** START OF RECORDS FOR THE EXERCISE **

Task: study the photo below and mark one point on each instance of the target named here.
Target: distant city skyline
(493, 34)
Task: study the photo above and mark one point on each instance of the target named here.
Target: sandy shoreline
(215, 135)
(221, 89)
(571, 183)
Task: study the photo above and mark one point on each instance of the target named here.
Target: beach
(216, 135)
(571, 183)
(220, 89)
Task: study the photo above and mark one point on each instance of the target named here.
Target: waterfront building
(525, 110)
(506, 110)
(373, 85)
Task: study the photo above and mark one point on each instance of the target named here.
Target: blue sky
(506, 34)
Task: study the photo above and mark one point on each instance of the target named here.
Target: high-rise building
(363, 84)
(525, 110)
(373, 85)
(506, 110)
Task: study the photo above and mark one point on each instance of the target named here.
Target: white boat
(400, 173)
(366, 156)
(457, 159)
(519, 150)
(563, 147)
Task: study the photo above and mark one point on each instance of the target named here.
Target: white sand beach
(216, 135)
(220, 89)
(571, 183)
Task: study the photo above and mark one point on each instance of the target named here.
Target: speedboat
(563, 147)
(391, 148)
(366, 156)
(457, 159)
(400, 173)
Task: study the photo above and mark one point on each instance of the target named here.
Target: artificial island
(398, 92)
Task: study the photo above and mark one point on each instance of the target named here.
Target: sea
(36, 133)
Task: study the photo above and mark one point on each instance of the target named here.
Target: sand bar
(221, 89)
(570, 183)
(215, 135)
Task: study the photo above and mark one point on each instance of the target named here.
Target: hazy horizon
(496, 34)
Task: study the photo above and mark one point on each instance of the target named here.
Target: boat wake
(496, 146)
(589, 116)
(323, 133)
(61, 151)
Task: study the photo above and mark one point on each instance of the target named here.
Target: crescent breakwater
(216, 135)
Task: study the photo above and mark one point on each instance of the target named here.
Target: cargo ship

** END OF RECORDS FOR THE EXERCISE **

=== SET PROBLEM ===
Please restate the whole listing word for word.

=== RESPONSE ===
Task: study the photo below and mark one point on each instance of the target named here.
Target: distant city skyline
(493, 34)
Task: study the photo above and mark one point on each instance of the target named here.
Target: sandy shoreline
(215, 135)
(221, 89)
(571, 183)
Task: study the photo above and mark one point on each instance of the target named here.
Target: beach
(216, 135)
(571, 183)
(220, 89)
Task: study the photo above and mark one point on each instance of the target named here.
Target: waterfront building
(525, 110)
(506, 110)
(373, 85)
Task: study the photo above and mark one point on each instance of the target named here.
Target: blue sky
(506, 34)
Task: study the photo above and mark one point on each instance of the target named here.
Target: high-rise building
(363, 84)
(525, 110)
(373, 85)
(506, 110)
Task: study the photo above and mark one point on each instance of the target named here.
Target: white boat
(400, 173)
(366, 156)
(457, 159)
(519, 150)
(563, 147)
Task: study the photo above and mark one point on each instance of the target named here.
Target: white sand beach
(216, 135)
(220, 89)
(571, 183)
Task: study the photo above and mark one point on each instance of the target named here.
Target: speedboat
(563, 147)
(391, 148)
(366, 156)
(457, 159)
(400, 173)
Task: study the photo above and mark one point on each instance of the target named here.
Target: artificial island
(398, 92)
Task: study the photo above and mark one point on each instance of the target named here.
Target: sea
(36, 133)
Task: study the photo above and mark one point on each instance of the target named here.
Target: sand bar
(221, 89)
(570, 183)
(215, 135)
Task: study the photo above and mark one point on each instance of the target named here.
Target: hazy horizon
(496, 34)
Task: study the photo above and mark one point on each instance of the target named here.
Target: boat wake
(496, 146)
(589, 116)
(323, 133)
(61, 151)
Task: study the photo above and mark one point on each instance of the target named here.
Target: crescent breakwater
(216, 135)
Task: study the photo above and mark one point on each instance of the target named here.
Target: cargo ship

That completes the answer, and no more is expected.